Excerpt provided ::
───
These basic tools should get you up and running with MATLAB.

Importing External Data into MATLAB

So far, we have been developing programming skills. However, in order to analyze real data, we need to be able to read the data into our programs. With Python, we mostly used raw_input to do this, but eventually we will need to read data from files. There are several ways to do this in MATLAB:

  • load can be used if your file is a text file that only contains your data (i.e. no metadata is allowed, and it must be consistently formatted). MATLAB figures out how many rows and columns are in the data, and creates a matrix from the data. This is the simplest case, and I have provided two example files to use for this: type load <filename> to store the matrix in the name of the file. To store the data in a different variable, use a = load(<filename>), where you must put the filename in quotes so that MATLAB treats is like a string.
───
Entries supplied ::
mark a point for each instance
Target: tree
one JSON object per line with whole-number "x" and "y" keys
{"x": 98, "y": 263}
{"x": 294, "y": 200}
───
Exercise set ::
(1) In the excerpt on importing data into MATLAB, which Python function is named as the one mostly used to read data?
(2) Print the passage from the excerpt on importing data into MATLAB, word for word, from "Importing External Data" to "like a string.".

Responses per task ::
(1) raw_input

(2)
Importing External Data into MATLAB

So far, we have been developing programming skills. However, in order to analyze real data, we need to be able to read the data into our programs. With Python, we mostly used raw_input to do this, but eventually we will need to read data from files. There are several ways to do this in MATLAB:

  • load can be used if your file is a text file that only contains your data (i.e. no metadata is allowed, and it must be consistently formatted). MATLAB figures out how many rows and columns are in the data, and creates a matrix from the data. This is the simplest case, and I have provided two example files to use for this: type load <filename> to store the matrix in the name of the file. To store the data in a different variable, use a = load(<filename>), where you must put the filename in quotes so that MATLAB treats is like a string.